> _WORK TASK_: For the material that follows, state how many lines contain the word "ridge", and add nothing.
━━━━━ EXCERPTED DATA
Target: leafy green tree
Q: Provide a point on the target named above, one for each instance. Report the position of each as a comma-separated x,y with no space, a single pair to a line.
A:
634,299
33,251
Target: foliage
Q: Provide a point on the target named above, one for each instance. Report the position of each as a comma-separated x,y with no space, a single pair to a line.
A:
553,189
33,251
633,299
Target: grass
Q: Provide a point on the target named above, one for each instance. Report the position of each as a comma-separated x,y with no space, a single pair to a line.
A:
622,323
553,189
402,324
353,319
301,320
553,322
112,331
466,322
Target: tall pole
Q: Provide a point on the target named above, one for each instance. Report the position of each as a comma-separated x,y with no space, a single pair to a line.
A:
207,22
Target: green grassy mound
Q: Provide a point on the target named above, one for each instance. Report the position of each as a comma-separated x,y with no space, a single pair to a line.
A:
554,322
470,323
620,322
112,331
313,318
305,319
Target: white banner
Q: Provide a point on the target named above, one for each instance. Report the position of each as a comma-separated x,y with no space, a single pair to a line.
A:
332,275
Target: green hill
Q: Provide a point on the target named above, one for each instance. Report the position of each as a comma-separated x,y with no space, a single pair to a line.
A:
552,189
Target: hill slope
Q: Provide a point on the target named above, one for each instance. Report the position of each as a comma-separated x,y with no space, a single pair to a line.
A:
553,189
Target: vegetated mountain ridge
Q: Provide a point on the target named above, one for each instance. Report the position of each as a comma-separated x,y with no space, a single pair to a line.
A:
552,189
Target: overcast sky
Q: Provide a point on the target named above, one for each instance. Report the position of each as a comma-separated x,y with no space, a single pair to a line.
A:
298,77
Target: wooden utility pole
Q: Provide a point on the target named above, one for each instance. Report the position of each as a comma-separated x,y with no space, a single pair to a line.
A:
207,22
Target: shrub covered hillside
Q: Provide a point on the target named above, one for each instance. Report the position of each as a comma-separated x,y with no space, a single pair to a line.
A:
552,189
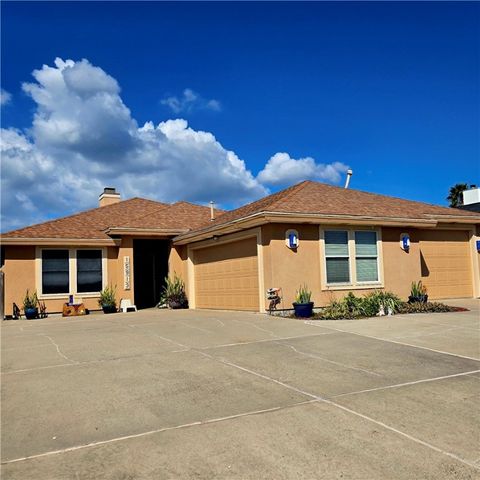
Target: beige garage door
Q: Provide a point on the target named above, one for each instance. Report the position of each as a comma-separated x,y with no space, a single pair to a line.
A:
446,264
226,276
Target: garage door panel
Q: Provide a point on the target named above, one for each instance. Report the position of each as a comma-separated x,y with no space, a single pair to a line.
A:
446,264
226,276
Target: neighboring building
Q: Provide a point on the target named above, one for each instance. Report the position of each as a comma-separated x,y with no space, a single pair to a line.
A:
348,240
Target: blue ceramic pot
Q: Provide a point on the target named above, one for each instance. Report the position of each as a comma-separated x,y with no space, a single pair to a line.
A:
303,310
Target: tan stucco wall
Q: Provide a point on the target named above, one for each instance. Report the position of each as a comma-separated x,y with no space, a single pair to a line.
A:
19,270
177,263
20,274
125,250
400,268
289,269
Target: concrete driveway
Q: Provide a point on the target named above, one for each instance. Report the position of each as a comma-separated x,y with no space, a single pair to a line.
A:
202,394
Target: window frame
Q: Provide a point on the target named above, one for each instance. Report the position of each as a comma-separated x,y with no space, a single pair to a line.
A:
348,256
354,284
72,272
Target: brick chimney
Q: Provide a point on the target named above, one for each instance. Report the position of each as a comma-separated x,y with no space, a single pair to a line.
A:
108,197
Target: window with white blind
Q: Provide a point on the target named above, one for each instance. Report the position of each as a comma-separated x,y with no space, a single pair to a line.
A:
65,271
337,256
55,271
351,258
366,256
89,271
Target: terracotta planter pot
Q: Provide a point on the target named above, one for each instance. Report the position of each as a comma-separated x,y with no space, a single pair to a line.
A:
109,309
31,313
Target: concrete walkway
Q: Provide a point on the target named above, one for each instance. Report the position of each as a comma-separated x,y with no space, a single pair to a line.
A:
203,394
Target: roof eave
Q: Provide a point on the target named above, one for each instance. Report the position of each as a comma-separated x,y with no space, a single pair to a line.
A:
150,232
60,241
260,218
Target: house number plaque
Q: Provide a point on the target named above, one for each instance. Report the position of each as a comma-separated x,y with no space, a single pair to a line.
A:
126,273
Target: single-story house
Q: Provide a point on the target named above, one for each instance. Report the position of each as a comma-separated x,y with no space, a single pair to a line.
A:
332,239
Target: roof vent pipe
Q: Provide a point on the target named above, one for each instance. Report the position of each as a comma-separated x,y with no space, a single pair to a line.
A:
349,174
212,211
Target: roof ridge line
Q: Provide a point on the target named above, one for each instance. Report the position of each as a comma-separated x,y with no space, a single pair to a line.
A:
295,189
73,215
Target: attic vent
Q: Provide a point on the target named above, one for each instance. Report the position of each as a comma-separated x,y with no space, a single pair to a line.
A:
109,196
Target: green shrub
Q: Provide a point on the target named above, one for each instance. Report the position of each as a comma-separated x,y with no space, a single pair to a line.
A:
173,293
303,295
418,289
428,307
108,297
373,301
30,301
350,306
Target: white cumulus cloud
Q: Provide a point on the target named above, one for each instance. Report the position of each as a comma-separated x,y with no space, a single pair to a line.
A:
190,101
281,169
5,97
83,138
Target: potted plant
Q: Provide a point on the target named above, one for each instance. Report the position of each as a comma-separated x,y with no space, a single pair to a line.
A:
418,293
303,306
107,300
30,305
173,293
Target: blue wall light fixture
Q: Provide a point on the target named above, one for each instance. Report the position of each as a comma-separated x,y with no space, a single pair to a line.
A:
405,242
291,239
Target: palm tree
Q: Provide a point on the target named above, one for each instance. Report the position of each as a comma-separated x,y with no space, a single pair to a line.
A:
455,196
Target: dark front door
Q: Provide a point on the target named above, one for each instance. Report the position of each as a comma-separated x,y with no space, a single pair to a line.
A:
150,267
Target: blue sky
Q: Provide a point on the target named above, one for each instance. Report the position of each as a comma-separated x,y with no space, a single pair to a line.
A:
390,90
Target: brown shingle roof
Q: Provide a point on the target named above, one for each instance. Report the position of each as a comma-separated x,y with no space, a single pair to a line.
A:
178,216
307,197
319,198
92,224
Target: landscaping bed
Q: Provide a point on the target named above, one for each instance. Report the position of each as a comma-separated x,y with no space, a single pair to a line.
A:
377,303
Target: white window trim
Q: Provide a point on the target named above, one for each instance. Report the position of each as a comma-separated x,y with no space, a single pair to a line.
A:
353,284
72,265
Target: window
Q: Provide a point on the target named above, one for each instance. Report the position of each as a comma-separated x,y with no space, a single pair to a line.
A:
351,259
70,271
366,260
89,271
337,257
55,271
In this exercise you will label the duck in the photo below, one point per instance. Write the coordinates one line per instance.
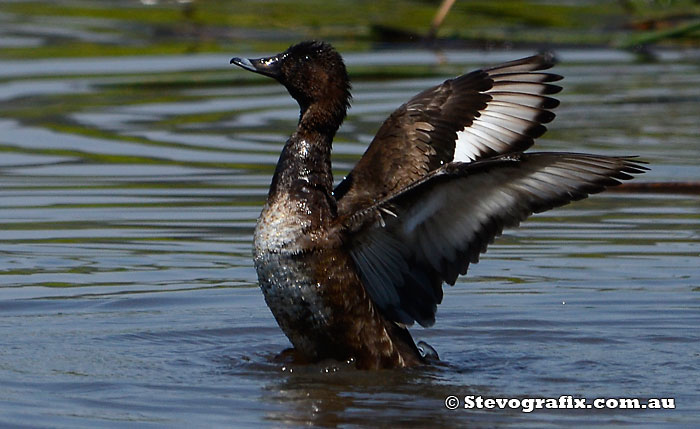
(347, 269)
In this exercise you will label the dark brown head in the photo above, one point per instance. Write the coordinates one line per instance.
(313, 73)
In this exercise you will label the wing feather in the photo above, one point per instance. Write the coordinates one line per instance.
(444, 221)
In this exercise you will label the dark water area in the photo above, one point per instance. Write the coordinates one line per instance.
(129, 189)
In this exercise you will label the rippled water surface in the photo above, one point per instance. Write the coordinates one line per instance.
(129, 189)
━━━━━━━━━━
> _TASK ANSWER_: 2